#### Directions:
Pull out every line of the listing below that contains the word "glass", copying each one in full.

#### Material to process:
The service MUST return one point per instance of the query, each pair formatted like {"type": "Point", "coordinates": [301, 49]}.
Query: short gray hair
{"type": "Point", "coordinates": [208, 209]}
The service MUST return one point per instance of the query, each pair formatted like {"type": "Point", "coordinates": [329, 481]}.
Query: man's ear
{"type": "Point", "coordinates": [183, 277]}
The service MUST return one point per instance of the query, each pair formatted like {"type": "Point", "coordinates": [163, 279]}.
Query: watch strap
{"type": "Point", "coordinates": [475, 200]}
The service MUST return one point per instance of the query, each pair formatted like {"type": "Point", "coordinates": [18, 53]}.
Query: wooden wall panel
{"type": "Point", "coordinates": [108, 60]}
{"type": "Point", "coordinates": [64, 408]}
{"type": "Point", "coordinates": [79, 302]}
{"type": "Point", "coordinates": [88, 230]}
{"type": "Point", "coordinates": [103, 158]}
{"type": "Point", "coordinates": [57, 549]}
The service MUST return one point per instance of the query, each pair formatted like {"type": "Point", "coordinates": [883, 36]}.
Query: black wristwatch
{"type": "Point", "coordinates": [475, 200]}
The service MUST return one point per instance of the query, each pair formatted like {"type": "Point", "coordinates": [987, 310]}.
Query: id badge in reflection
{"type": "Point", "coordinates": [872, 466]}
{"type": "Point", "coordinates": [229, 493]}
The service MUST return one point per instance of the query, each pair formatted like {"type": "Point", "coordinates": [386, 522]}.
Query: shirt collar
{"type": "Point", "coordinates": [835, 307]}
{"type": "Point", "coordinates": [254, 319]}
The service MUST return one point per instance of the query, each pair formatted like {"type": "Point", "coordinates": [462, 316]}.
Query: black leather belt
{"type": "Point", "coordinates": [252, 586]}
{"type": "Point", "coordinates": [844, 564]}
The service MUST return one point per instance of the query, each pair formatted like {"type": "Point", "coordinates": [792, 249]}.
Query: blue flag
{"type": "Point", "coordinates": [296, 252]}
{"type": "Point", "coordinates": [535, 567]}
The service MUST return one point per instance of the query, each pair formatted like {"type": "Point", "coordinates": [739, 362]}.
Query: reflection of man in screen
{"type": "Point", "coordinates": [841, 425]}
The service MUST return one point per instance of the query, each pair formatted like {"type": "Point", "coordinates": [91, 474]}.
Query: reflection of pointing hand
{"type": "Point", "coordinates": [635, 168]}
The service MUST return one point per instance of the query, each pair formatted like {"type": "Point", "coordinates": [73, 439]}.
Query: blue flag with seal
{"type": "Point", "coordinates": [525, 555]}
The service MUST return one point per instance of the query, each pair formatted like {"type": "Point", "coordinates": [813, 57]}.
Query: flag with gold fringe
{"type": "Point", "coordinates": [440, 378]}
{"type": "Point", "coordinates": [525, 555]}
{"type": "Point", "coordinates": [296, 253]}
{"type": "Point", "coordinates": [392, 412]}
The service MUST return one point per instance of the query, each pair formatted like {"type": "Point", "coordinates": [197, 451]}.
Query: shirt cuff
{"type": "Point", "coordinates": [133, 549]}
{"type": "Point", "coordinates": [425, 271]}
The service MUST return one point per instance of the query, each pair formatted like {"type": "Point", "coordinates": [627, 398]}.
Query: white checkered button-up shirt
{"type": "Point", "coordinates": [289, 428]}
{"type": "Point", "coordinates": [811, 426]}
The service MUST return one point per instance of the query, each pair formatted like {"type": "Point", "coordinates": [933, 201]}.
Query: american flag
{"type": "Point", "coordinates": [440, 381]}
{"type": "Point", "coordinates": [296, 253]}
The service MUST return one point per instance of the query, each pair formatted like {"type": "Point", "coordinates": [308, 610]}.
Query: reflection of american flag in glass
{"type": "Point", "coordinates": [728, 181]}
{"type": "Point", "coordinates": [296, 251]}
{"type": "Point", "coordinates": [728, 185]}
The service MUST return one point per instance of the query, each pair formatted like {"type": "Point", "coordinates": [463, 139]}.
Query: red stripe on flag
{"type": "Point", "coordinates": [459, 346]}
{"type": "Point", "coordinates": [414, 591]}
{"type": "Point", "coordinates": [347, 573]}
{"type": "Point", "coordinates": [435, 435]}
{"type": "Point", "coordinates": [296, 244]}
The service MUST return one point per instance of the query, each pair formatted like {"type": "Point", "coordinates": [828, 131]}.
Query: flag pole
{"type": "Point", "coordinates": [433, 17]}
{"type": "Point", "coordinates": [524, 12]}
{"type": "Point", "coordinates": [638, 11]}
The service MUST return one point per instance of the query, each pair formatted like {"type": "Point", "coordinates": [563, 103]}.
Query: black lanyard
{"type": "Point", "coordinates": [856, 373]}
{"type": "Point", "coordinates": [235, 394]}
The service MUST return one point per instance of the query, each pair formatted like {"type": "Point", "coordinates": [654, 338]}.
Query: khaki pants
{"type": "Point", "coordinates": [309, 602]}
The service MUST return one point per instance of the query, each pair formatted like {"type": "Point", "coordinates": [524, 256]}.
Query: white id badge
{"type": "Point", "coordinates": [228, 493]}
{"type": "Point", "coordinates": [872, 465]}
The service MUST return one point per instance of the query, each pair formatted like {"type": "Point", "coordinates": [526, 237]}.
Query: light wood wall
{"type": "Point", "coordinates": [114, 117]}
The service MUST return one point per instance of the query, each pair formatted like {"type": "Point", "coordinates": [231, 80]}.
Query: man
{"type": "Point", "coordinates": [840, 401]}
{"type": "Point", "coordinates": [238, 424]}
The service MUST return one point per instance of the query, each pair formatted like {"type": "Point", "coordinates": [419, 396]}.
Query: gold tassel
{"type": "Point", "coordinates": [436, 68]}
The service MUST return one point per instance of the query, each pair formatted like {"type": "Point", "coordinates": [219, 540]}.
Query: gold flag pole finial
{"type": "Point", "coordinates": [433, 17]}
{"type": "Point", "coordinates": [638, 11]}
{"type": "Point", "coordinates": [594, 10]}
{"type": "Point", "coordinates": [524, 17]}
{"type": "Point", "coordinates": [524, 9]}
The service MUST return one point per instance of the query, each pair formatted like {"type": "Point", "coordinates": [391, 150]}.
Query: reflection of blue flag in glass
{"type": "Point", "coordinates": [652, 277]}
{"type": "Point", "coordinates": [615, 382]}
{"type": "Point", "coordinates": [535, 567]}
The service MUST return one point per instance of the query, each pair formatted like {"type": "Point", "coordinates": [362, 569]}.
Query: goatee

#### Response to the task:
Query: reflection of american flag in glass
Query: reflection of blue flag in glass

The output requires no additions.